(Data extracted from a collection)
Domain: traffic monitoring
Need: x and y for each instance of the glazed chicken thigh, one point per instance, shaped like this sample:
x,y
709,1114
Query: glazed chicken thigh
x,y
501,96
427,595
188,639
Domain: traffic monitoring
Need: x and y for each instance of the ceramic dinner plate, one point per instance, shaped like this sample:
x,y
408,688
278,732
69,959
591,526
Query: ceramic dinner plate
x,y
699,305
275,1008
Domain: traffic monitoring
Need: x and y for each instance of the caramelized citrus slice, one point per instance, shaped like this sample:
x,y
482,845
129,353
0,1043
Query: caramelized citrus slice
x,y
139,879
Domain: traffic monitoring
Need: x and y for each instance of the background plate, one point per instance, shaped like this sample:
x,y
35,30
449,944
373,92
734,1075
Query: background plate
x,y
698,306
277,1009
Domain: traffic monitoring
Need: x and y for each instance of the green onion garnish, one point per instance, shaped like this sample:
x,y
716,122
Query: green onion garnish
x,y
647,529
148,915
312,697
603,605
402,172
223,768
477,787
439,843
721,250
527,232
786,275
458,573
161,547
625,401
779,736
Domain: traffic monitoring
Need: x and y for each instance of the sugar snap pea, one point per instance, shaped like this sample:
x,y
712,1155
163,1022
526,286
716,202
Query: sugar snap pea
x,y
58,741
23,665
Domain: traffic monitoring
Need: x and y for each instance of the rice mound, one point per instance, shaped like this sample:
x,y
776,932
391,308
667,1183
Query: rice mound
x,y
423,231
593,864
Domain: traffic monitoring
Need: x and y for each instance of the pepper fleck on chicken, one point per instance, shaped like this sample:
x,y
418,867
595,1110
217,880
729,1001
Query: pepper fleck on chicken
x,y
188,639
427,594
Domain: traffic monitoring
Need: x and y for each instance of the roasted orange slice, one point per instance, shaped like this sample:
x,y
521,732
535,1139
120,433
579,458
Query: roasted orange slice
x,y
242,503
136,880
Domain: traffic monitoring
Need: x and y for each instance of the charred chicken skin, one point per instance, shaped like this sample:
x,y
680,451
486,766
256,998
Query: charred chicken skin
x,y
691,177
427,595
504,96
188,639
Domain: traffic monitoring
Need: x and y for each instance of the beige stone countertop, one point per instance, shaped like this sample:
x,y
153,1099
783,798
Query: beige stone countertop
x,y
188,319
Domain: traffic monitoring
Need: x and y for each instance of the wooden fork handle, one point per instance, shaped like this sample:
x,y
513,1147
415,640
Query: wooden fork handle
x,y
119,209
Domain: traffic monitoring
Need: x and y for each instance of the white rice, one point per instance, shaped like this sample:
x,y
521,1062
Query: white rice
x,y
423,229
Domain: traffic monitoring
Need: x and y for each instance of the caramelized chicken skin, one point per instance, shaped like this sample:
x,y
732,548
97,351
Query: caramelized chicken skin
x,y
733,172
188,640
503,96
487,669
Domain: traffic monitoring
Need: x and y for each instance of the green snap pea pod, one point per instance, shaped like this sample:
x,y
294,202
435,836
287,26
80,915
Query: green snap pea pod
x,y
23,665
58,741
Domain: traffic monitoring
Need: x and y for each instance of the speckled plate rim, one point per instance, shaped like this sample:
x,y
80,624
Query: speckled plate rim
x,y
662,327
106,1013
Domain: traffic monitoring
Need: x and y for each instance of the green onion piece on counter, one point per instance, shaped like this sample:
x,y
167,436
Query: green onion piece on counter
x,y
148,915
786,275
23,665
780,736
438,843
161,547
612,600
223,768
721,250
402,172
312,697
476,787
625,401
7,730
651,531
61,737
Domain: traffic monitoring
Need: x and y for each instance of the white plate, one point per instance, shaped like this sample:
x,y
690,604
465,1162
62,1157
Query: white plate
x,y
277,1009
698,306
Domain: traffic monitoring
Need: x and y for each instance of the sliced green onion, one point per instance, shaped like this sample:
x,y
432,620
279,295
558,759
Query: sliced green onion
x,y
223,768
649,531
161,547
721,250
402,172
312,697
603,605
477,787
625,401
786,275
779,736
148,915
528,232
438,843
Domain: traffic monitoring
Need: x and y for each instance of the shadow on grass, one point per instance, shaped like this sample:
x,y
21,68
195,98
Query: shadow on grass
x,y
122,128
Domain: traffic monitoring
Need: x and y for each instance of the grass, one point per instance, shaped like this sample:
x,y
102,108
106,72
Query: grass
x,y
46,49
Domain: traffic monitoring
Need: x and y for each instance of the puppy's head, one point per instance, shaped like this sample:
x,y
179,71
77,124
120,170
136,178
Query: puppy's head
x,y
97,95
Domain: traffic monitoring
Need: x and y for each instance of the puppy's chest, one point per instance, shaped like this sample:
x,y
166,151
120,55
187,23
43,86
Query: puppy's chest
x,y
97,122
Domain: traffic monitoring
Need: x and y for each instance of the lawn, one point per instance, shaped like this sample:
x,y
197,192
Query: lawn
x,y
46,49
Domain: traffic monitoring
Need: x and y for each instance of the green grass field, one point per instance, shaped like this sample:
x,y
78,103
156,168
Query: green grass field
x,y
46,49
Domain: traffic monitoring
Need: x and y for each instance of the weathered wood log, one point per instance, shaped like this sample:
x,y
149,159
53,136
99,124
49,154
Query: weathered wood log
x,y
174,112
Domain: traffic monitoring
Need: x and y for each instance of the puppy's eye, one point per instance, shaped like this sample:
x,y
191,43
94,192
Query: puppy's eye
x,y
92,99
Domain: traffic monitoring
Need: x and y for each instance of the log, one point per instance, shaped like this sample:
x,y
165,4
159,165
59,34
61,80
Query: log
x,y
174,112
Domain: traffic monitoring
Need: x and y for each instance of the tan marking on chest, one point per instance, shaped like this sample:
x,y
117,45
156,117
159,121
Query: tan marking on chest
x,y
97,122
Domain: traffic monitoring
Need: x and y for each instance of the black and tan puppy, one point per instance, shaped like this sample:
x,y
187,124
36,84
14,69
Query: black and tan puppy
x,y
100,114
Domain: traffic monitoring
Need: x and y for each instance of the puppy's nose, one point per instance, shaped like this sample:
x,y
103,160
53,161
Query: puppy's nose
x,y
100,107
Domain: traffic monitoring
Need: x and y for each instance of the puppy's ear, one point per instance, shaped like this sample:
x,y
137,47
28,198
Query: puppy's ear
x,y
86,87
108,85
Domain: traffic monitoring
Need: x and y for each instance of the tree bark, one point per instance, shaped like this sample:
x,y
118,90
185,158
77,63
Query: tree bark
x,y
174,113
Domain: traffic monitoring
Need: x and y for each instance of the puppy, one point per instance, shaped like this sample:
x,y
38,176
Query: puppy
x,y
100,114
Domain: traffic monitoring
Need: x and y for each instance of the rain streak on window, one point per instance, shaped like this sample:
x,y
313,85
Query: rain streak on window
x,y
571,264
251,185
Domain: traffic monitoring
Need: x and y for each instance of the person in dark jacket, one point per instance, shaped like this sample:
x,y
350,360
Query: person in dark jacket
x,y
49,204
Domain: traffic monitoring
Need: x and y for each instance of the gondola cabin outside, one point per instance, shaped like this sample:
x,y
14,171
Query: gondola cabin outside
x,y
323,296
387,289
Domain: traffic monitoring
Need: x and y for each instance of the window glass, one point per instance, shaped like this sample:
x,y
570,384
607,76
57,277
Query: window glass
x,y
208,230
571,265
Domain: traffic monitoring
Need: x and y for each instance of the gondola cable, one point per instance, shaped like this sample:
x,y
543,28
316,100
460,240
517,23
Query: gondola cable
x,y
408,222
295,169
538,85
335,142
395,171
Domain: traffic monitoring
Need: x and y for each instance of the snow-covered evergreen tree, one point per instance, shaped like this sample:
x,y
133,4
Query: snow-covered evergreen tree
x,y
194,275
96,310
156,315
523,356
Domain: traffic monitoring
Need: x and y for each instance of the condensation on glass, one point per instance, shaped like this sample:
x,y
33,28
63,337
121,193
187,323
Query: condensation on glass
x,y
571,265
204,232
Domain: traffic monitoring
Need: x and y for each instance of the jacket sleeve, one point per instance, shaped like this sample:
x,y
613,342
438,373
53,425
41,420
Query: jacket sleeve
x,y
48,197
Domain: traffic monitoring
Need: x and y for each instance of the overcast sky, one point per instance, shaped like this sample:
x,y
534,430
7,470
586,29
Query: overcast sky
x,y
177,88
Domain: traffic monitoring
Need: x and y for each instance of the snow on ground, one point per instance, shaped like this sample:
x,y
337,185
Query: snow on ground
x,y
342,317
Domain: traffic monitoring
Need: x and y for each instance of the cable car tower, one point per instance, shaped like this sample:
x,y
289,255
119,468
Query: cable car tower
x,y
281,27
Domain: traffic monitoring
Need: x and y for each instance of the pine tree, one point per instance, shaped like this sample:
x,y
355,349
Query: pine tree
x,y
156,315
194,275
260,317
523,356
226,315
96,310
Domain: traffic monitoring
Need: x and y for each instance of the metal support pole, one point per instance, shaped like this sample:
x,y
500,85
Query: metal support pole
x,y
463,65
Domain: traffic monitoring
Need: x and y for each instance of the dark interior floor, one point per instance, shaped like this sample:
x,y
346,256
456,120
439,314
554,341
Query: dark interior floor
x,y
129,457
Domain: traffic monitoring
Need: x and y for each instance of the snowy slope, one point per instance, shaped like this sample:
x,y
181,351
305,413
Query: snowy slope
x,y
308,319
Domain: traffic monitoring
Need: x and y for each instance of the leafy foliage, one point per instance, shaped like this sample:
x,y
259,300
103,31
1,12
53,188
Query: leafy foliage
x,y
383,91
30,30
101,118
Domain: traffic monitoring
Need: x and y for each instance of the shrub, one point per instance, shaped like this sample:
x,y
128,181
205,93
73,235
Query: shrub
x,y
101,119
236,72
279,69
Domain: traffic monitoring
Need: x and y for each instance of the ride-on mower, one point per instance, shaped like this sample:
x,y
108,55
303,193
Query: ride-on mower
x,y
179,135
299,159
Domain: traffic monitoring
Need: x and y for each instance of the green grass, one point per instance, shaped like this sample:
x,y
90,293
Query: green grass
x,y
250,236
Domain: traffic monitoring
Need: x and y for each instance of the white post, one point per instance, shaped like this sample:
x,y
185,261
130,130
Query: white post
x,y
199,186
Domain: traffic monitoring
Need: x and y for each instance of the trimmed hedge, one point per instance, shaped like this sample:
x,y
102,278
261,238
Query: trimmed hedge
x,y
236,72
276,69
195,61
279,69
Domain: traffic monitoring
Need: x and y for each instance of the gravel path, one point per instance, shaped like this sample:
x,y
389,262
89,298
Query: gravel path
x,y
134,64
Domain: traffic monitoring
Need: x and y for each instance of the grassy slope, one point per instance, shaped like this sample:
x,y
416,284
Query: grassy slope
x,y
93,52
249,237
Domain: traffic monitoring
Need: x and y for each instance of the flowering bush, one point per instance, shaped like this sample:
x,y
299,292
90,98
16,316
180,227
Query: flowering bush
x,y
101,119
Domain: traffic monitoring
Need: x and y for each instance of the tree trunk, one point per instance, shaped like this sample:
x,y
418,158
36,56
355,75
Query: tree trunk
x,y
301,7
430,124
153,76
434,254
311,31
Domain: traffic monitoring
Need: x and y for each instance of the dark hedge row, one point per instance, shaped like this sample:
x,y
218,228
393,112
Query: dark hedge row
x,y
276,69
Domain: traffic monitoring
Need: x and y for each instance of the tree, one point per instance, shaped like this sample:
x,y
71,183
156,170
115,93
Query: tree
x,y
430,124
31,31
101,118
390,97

# AIM:
Report every line of the entries above that contains the string "covered".

# WRITTEN RESPONSE:
Need: x and y for each instance of the snow-covered evergreen tree, one point per instance, shaped like this sample:
Query: snow-covered evergreen tree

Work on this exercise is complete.